CHALLENGE 1 => List every line of the entries below that contains the word "cloud".

TEXT EXCERPT =>

|---|

Bridging the Gaps: Hip-Hop in the Age of Mass Incarceration and Deportation
February 20-21, 2014
California State University, Northridge
Call for Panels, Performances and Workshops
Abstracts due by January 20, 2014
In 2011, the Hip-Hop Think Tank (HHTT) at California State University, Northridge (CSUN) organized the First Academic Hip-Hop Conference at CSUN. Titled, “L.A. Hip-Hop Beyond Gangster Rap,” the conference provided a space for influential members of the Hip-Hop community to share their experiences and help foster a deeper understanding of Hip-Hop as a tool to advocate for social justice.
On the first day of the conference, we hosted a Hip-Hop film festival, where we featured two documentaries that explored L.A. Hip-Hop by the founder of the Kaos Network and legendary filmmaker, Ben Caldwell. On the second day, we held workshops that explored the four elements of Hip-Hop: MCing, DJing, breaking and graffiti writing. Concurrent with these workshops, there were academic panel discussions on a wide array of topics ranging from Gender in Hip-Hop to an in-depth analysis of the role of Hip-Hop in social justice movements in L.A. and across the globe. We concluded the two-day conference with a showcase featuring L.A. based Hip-Hop artists Blu, Thurz, Yo-Yo, Nola Darling and other performers.
We are currently seeking panels, workshops, and performances for our second conference titled, “Bridging the Gaps: Hip-Hop in the Age of Mass Incarceration and Deportation,” scheduled Thursday and Friday, February 20-21, 2014 at California State University, Northridge. We intend to build upon the previous conference by exploring the various ways the Hip-Hop generation has responded to the rise of the prison industrial complex, anti-immigration legislation, and the criminalization of communities of color. Inspired by the 2010 TRiGGRing Change conference at Hampshire College, the Students Against Mass Incarceration (SAMI) conference at Howard University in 2013, as well as the on-going undocumented and immigrant student activism and advocacy of Dreams to be Heard here at CSUN, our purpose for the conference is to highlight the social injustice of the growing carceral and surveillance state.
While numerous Hip-Hop artists have criticized police brutality, mass incarceration, and the prison industrial complex, there is also a growing list of rappers who have addressed the immigration debate. For example, after Arizona passed SB 1070 in 2010, rapper Talib Kweli released a track entitled “Papers Please,” condemning the anti-immigrant legislation. Also, Public Enemy recently released a song called “Ice Breaker” in 2012, which decried the raids by Immigration and Customs Enforcement. Moreover, there are Latina/o Hip-Hop artists, such as Rebel Diaz, Immortal Technique, and others who not only challenge anti-immigrant discourse in their music and performances, but also speak out against racial profiling and mass incarceration.

|---|

DATA FOR PROCESSING =>
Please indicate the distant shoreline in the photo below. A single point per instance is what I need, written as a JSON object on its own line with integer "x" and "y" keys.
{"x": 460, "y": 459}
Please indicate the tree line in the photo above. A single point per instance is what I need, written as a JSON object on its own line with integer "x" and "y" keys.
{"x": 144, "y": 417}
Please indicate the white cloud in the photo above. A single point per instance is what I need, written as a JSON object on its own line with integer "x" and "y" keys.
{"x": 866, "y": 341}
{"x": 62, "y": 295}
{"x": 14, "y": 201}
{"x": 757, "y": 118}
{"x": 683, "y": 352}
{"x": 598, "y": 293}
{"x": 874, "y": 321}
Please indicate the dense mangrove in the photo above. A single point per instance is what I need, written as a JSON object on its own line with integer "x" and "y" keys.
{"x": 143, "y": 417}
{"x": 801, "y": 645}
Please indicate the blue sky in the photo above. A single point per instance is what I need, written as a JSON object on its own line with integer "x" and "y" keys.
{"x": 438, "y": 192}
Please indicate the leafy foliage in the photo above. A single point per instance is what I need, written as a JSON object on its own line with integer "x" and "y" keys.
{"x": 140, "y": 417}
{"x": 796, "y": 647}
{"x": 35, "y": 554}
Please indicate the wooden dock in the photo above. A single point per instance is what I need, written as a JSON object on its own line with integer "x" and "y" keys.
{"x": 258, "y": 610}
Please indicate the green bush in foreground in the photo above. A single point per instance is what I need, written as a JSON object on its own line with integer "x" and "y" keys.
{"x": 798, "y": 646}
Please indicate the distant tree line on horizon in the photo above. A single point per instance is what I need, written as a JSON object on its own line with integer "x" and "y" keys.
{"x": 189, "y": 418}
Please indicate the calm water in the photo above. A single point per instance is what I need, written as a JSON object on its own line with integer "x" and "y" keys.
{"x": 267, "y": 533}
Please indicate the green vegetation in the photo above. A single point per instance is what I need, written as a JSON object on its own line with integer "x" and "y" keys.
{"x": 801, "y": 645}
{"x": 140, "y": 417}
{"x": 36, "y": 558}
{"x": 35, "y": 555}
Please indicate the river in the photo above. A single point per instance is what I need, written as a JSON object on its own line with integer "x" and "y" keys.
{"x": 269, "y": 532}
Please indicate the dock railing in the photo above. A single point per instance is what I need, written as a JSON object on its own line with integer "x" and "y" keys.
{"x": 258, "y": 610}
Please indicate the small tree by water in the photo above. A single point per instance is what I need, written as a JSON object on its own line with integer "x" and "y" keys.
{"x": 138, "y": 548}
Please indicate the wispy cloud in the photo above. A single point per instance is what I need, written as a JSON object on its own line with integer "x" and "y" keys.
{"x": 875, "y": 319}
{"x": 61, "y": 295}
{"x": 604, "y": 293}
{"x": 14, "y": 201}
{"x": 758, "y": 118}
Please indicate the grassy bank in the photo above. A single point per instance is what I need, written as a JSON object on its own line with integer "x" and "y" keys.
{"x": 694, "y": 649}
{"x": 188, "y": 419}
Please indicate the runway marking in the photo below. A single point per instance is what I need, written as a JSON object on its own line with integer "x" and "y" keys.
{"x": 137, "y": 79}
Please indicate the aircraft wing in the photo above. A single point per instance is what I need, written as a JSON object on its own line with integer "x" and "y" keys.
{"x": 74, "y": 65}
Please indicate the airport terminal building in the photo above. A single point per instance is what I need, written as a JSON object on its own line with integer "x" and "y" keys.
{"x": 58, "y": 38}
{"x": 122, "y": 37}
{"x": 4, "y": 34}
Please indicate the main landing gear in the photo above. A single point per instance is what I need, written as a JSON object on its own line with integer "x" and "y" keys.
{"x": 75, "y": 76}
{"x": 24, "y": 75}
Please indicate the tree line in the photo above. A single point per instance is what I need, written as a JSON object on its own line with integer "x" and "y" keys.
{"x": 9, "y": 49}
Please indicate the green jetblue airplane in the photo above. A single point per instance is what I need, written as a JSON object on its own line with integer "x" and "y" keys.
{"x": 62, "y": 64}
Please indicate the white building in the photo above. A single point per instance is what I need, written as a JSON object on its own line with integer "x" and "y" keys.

|---|

CHALLENGE 2 => Go on with the Hip-Hop conference call for submissions, picking up right after its final sentence.

FINAL ANSWER 1 =>
Please indicate the white cloud in the photo above. A single point per instance is what I need, written as a JSON object on its own line with integer "x" and "y" keys.
Please indicate the wispy cloud in the photo above. A single point per instance is what I need, written as a JSON object on its own line with integer "x" and "y" keys.

FINAL ANSWER 2 =>
By illustrating the connections between “Stop and Frisk” in New York City, gang injunctions in Los Angeles, and the “Papers Please” provisions in Arizona, South Carolina and elsewhere, the conference will challenge the denial of human rights experienced by each of these diverse communities, utilizing Hip-Hop as our main language.
We are currently accepting proposals for papers, panels, workshops, graffiti art exhibitions, and installations from individuals, groups, and community organizations for participation in the upcoming Hip-Hop Think Tank conference.
This year’s conference theme is “Bridging the Gaps: Hip-Hop in the Age of Mass Incarceration and Deportation.” Panel/workshop subjects may include, but are not limited to: Hip-Hop in relationship to Mass Incarceration; Mass Deportation; the War on Drugs; School-to-Prison Pipelines; the Prison Industrial Complex; Political Prisoners; “Know Your Rights”; Immigrant Experiences; Intersectionality; Gender (In)Equality (Patriarchy); LGBTQ movements; Transnationalism; Diaspora; Alternatives to Capitalism, etc.
Along with your name, institutional/organizational affiliation, contact information and presentation title, please send a 150-300 word abstract for a panel (one for the panel subject and one for each panelist), and/or workshop (details below), individual paper, art exhibition, or performance by Monday, January 20, 2014 to email@example.com.
You will be notified of your acceptance by January 27, 2014. You should include any A/V equipment needs. Individual paper presentations should be no longer than 20 minutes per panelist and workshops should not exceed an hour and fifteen minutes. Email us any questions you may have.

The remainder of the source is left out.